**PASSAGE TO READ**
##############################
On foreign policy, Ryan sounded even more poorly informed and occasionally dangerous. His worst moment came when he committed the U.S. to war to prevent Iran from nuclear weapons; Biden didn't rule out war but said -- predictably, safely and sanely -- that it should be a last resort. Ryan's second worst foreign policy moment was when he tried to explain how he and Romney supported the Obama-Biden timeline for getting leaving Afghanistan in 2014 – but they opposed timelines in principle. Biden, though, stumbled when he evaded Raddatz's questions on the Benghazi attack and seemed to contradict the testimony of State Department officials that they had asked for more protection.

Biden probably smiled and laughed too much. He showed a lot of teeth, occasionally looking like he really wanted to bite Ryan, not merely reply to his arguments. During the opening minutes alone he interjected with "That was a bunch of malarkey" and "Not a single thing he said is accurate" and "Incredible!" and "Oh God!" If I had been in a control room talking into his ear, I'd have told him to calm down. At some point, I think Jill Biden or someone in the audience must have given him a cue to tell him to dial it back, because half way through, he did. Or else his 5-Hour Energy drink wore off in four and a half. Yet watching clips of the debate -- which is what most people will see in the coming days -- Biden won virtually every exchange.
##############################
(Collected data entries)
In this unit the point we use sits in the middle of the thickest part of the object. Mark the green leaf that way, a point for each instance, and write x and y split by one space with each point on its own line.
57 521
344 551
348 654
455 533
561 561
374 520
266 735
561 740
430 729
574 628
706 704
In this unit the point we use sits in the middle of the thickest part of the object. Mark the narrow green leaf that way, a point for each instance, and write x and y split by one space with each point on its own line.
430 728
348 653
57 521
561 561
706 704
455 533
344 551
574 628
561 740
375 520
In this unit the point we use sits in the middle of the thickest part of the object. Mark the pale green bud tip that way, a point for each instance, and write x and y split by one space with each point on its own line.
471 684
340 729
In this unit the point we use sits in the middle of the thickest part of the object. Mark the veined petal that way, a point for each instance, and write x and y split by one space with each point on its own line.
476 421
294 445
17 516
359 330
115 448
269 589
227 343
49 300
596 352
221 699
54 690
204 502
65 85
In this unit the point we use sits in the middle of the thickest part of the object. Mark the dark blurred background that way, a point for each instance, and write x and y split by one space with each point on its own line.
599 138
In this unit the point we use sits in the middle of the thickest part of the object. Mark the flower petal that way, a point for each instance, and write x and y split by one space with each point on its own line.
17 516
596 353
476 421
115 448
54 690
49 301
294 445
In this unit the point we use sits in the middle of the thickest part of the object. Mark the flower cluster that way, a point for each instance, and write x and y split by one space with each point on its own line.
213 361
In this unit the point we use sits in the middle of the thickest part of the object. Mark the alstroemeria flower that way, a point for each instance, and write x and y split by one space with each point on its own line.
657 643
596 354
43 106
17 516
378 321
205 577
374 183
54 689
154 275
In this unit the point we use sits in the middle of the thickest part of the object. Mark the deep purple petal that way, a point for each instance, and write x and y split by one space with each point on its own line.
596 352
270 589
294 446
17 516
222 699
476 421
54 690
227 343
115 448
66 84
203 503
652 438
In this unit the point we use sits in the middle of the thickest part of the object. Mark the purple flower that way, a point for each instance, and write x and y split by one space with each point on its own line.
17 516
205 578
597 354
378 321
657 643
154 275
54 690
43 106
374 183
##############################
**TASKS**
A: Answer these questions using the debate commentary above the data:
(i) According to Biden, what should war to keep Iran from nuclear weapons be?
(ii) In what year does the Obama-Biden timeline have the U.S. leaving Afghanistan?
(iii) What drink does the writer joke might have worn off?
B: Output the debate commentary word for word, from "Biden probably smiled" up to and including "virtually every exchange.".

**ACTIVITY ANSWERS**
A:
(i) A last resort.
(ii) 2014.
(iii) His 5-Hour Energy drink.

B:
Biden probably smiled and laughed too much. He showed a lot of teeth, occasionally looking like he really wanted to bite Ryan, not merely reply to his arguments. During the opening minutes alone he interjected with "That was a bunch of malarkey" and "Not a single thing he said is accurate" and "Incredible!" and "Oh God!" If I had been in a control room talking into his ear, I'd have told him to calm down. At some point, I think Jill Biden or someone in the audience must have given him a cue to tell him to dial it back, because half way through, he did. Or else his 5-Hour Energy drink wore off in four and a half. Yet watching clips of the debate -- which is what most people will see in the coming days -- Biden won virtually every exchange.